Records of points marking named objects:

------------

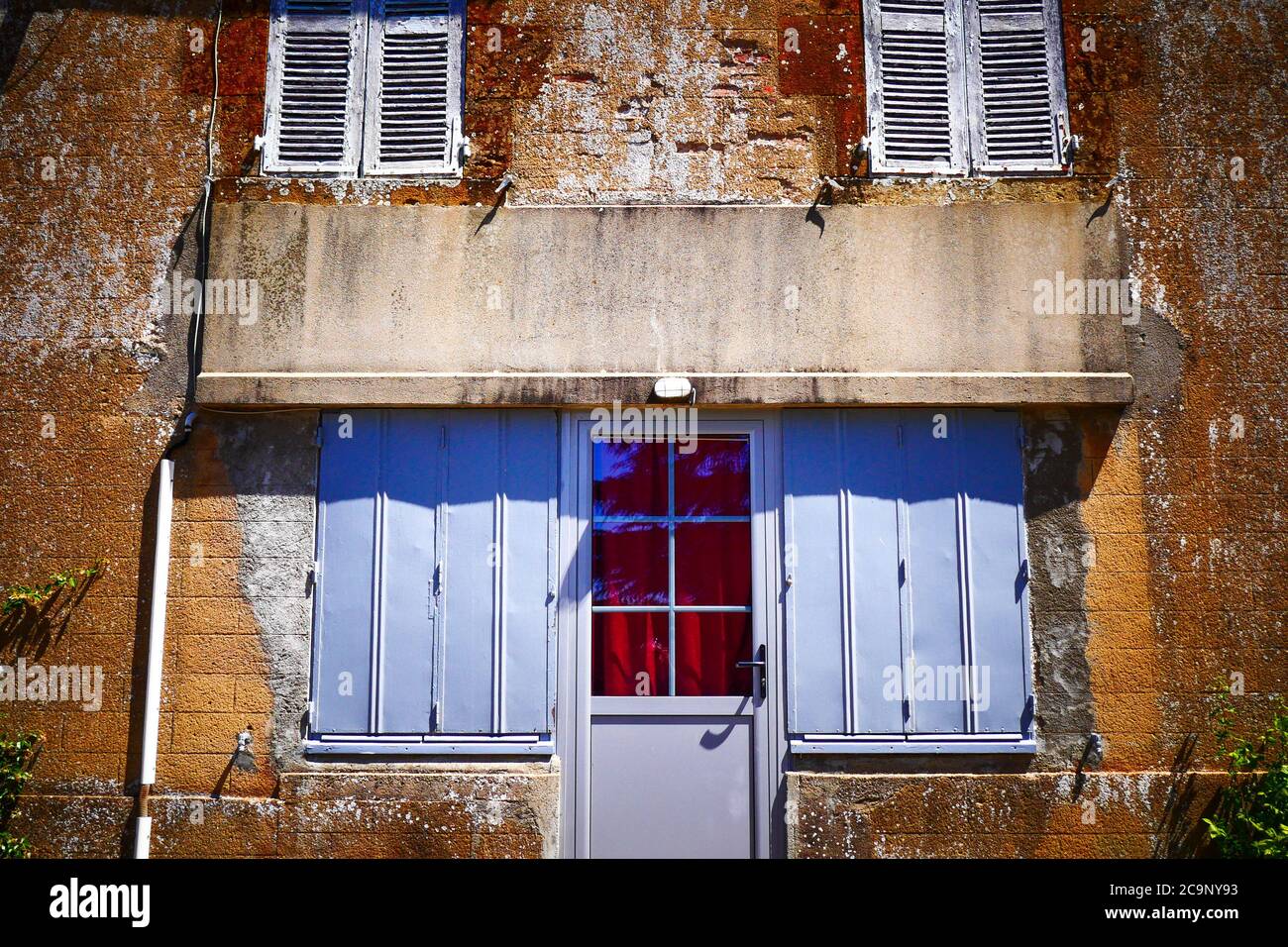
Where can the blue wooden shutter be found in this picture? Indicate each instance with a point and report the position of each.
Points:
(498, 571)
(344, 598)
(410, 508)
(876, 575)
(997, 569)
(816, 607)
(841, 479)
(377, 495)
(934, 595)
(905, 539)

------------

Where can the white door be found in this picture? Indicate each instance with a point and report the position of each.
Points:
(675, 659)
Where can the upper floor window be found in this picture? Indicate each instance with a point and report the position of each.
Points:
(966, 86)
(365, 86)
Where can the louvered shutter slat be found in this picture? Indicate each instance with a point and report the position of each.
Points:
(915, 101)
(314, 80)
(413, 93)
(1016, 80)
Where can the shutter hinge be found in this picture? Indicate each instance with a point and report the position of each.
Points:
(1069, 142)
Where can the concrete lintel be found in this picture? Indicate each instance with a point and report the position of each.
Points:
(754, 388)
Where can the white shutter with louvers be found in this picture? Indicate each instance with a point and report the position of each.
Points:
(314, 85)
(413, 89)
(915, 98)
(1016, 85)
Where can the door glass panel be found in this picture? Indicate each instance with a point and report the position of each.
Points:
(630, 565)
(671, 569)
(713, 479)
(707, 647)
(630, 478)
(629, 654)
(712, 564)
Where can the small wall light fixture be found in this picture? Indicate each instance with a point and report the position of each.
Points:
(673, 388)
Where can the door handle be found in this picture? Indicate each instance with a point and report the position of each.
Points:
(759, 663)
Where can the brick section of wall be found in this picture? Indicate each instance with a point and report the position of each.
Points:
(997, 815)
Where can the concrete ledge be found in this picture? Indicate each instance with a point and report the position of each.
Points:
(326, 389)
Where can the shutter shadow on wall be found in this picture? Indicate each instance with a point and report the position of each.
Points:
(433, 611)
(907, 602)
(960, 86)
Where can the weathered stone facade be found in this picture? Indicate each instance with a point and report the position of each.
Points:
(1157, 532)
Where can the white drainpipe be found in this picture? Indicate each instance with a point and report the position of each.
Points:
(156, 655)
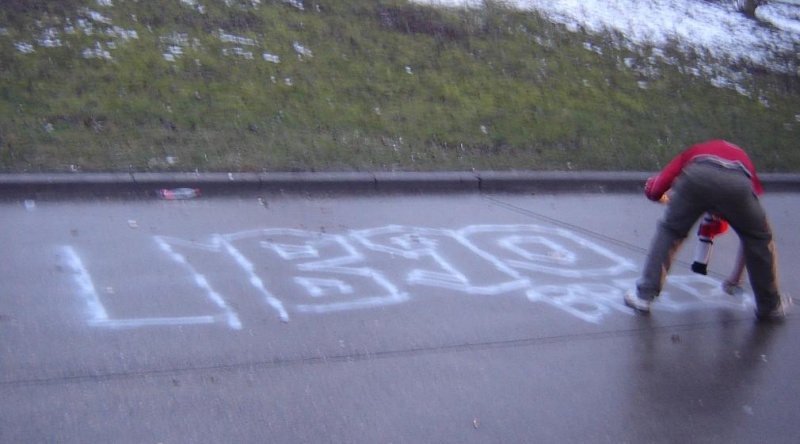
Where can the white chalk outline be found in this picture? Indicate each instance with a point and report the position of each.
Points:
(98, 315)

------------

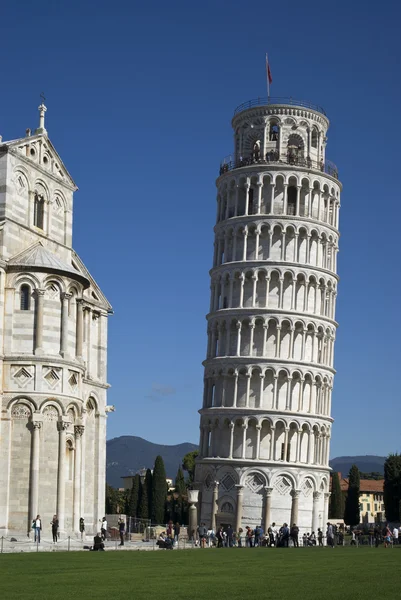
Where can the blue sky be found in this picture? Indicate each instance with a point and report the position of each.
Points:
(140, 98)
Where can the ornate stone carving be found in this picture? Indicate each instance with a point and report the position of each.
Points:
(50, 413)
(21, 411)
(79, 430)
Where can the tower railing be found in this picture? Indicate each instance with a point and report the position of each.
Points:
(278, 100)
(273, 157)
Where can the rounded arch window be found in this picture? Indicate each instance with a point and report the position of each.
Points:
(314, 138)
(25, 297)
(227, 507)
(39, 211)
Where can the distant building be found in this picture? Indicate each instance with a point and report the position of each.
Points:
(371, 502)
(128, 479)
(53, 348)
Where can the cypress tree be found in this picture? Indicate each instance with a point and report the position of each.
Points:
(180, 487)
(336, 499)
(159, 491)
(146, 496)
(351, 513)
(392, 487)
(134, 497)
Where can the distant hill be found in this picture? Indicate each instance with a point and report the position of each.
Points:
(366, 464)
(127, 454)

------------

▶ [The task] Count the lines in the items above that contain the string "window", treating case as significant, and give only the number.

▶ [Completed task] 2